YOUR GOAL - Find the word "rough" in the material below and gather every line that contains it.
######
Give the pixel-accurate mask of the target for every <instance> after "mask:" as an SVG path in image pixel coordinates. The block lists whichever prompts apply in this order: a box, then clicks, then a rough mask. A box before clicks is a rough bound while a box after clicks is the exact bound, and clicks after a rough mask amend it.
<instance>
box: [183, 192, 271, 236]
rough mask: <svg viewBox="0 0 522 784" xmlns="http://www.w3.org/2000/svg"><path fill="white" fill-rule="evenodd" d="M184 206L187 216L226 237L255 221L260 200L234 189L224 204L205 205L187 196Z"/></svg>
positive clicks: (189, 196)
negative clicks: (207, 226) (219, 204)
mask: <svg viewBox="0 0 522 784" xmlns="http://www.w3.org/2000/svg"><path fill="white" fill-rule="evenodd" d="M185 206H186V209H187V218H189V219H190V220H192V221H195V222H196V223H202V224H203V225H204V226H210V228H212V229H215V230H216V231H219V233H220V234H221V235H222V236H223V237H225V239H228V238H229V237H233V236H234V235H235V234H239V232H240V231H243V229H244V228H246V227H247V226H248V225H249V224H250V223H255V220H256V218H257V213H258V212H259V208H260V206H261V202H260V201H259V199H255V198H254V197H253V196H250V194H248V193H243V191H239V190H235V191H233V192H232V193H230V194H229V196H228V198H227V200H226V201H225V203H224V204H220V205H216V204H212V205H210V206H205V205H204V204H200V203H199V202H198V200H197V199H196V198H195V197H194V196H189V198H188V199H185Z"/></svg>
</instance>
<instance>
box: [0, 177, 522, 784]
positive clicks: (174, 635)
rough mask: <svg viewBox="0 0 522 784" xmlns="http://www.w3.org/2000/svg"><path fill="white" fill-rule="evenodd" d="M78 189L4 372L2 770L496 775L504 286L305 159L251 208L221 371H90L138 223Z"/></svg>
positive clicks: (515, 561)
######
OUTPUT BELOW -
Give the pixel-accurate mask of the target for every <instance> after "mask:" as an SVG path in image pixel coordinates. The block lists whichever prompts apply in this order: a box, then clicks, then a rough mask. A box before clicks is a rough bound while a box after clicks is the exact bound, and clicks after a rough mask amend it.
rough mask: <svg viewBox="0 0 522 784" xmlns="http://www.w3.org/2000/svg"><path fill="white" fill-rule="evenodd" d="M184 206L187 216L226 237L255 221L260 200L234 189L224 204L205 205L187 196Z"/></svg>
rough mask: <svg viewBox="0 0 522 784" xmlns="http://www.w3.org/2000/svg"><path fill="white" fill-rule="evenodd" d="M78 189L4 372L2 770L496 775L504 286L305 159L251 208L221 371H90L138 223Z"/></svg>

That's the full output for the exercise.